## Description of the task
Reproduce the rows below verbatim, from the line containing "Would you point out the shoe" up to and including the line containing "(1307, 363)", and output nothing else.

◇ ◇ ◇ ◇

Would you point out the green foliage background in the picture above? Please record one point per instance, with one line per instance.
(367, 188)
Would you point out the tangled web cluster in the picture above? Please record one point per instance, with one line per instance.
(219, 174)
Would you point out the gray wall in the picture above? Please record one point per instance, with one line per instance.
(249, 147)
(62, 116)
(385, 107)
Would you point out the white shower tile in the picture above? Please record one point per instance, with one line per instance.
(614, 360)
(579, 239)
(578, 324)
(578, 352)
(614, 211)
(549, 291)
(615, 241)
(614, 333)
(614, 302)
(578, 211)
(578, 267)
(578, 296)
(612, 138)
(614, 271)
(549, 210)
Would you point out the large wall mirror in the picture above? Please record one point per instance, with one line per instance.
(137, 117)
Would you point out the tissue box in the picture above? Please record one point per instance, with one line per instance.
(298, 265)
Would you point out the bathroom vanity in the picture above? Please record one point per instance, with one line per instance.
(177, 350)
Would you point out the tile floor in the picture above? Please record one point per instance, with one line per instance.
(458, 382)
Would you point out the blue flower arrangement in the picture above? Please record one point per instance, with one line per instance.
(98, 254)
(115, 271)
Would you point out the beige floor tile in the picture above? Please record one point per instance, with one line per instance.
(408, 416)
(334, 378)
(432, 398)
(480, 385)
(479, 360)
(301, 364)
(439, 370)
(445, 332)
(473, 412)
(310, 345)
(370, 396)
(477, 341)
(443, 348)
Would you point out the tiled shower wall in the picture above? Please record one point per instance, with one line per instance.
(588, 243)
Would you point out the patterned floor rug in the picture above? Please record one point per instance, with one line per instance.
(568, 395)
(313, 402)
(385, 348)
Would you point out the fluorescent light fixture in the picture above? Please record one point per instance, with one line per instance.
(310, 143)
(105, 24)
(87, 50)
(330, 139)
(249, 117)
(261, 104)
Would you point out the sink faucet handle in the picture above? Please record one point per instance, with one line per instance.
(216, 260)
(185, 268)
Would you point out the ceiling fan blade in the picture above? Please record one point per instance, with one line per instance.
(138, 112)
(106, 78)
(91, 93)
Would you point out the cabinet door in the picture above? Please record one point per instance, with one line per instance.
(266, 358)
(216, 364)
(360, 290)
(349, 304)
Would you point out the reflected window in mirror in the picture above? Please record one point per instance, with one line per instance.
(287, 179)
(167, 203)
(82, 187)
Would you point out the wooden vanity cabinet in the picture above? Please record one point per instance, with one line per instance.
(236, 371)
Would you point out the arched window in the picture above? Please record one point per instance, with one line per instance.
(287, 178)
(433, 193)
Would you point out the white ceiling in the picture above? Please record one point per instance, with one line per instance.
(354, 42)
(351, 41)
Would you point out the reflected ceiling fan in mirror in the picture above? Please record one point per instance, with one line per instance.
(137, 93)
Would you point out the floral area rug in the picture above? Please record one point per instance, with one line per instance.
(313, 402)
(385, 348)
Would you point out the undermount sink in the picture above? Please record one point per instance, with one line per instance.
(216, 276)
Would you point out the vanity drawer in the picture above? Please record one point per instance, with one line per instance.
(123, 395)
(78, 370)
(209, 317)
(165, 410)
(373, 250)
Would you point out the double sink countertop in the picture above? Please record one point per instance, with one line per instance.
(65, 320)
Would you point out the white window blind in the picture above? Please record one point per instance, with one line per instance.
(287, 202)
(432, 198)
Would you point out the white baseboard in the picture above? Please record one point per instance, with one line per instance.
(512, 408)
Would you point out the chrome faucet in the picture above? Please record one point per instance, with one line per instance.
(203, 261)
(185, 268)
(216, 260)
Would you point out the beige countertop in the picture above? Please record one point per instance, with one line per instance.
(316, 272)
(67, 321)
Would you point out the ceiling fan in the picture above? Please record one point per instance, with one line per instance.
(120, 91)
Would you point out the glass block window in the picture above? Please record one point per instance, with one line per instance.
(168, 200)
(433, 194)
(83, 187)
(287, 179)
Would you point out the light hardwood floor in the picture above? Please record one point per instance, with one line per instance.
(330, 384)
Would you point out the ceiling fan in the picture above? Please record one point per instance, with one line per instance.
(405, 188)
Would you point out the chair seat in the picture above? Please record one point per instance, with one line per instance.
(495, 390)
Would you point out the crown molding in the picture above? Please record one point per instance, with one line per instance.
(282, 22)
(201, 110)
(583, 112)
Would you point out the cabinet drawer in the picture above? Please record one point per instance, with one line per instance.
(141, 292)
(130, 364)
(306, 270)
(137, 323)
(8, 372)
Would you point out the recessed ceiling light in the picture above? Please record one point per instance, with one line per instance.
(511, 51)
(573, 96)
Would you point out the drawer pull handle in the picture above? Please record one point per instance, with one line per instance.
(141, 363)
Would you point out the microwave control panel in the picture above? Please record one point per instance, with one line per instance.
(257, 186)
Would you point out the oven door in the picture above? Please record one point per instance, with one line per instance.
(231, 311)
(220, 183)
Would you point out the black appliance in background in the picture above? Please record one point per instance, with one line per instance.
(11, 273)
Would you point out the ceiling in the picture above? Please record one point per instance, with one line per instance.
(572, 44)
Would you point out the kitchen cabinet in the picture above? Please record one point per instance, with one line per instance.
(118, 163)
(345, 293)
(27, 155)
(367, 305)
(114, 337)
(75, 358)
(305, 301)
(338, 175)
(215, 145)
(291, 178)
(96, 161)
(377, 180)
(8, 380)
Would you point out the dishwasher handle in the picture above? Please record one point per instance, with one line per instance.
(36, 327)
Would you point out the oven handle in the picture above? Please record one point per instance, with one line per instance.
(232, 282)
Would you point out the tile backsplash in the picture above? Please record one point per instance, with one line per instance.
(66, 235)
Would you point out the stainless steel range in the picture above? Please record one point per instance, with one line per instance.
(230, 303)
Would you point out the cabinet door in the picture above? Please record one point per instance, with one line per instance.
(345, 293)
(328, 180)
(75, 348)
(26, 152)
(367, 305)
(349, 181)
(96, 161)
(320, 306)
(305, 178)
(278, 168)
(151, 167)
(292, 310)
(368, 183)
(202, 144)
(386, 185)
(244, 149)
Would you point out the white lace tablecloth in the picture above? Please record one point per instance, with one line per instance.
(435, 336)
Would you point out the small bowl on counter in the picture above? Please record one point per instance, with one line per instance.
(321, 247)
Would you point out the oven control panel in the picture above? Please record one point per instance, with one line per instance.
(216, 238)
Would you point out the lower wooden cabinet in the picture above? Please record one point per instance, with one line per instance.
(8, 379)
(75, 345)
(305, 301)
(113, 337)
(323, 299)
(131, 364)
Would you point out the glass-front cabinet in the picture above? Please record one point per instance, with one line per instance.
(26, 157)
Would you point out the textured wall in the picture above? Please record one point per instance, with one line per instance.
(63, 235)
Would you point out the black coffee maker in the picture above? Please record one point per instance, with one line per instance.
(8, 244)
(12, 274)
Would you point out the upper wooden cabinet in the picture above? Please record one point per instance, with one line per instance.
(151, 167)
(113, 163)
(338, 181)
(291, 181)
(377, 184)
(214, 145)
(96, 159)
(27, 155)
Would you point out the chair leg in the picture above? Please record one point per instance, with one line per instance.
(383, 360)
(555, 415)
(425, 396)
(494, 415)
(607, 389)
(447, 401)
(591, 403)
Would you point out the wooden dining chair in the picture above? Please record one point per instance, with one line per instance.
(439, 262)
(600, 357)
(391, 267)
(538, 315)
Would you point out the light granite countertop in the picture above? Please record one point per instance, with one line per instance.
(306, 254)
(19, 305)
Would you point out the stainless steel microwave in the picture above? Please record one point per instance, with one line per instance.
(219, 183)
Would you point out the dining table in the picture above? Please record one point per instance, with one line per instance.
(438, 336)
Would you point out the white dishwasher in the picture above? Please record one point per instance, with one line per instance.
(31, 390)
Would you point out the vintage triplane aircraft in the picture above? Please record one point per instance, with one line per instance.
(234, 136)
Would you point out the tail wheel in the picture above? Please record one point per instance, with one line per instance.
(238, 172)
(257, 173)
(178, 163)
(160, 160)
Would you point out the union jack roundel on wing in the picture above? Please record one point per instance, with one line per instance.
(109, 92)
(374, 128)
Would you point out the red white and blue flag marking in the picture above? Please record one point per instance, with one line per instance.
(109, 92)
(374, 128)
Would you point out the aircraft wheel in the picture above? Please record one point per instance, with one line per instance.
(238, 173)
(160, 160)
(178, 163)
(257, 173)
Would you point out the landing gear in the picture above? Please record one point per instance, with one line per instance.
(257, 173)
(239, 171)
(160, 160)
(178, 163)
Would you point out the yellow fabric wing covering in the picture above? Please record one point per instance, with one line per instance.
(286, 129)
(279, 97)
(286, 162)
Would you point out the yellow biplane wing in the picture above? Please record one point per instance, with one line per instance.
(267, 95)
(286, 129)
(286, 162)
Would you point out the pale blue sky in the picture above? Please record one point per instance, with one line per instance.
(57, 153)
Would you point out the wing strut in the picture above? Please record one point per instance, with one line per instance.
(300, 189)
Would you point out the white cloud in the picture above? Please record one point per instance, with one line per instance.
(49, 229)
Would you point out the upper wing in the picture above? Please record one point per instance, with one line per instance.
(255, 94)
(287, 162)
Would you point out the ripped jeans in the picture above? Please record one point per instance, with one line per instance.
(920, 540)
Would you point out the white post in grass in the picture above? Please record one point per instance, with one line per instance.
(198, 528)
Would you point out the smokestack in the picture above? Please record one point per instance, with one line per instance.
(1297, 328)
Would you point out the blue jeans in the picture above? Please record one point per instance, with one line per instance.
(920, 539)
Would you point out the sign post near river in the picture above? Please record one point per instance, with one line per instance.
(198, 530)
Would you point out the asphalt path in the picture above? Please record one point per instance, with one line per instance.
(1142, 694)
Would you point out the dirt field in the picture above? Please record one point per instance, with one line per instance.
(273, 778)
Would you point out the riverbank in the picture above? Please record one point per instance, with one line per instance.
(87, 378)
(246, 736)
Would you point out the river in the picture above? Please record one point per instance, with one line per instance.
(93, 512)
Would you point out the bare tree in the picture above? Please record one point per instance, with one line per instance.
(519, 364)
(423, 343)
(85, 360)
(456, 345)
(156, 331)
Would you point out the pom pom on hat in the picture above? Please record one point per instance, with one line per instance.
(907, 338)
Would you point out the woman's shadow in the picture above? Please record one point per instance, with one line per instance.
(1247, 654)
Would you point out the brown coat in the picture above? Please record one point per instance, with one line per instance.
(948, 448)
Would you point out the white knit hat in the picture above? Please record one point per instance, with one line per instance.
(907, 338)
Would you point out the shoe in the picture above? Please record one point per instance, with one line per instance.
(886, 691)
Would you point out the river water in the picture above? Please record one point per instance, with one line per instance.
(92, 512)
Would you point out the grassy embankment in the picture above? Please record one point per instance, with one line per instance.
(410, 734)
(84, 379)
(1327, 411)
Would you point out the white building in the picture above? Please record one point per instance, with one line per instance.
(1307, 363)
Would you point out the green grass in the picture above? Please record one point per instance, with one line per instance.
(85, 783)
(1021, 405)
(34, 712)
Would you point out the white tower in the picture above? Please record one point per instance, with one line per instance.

◇ ◇ ◇ ◇

## Output of the exercise
Would you point out the shoe in the picture above? Please record one point per instance, with one line per instance.
(886, 691)
Would you point out the river water in the picture above? Please record one point per instance, with one line per instance.
(92, 512)
Would you point out the grassy embankment in the picture above? Please record one point per instance, with one line per instance.
(410, 734)
(84, 379)
(1327, 411)
Would you point out the white building in the picture above? Please record one point per instance, with one line per instance.
(1307, 363)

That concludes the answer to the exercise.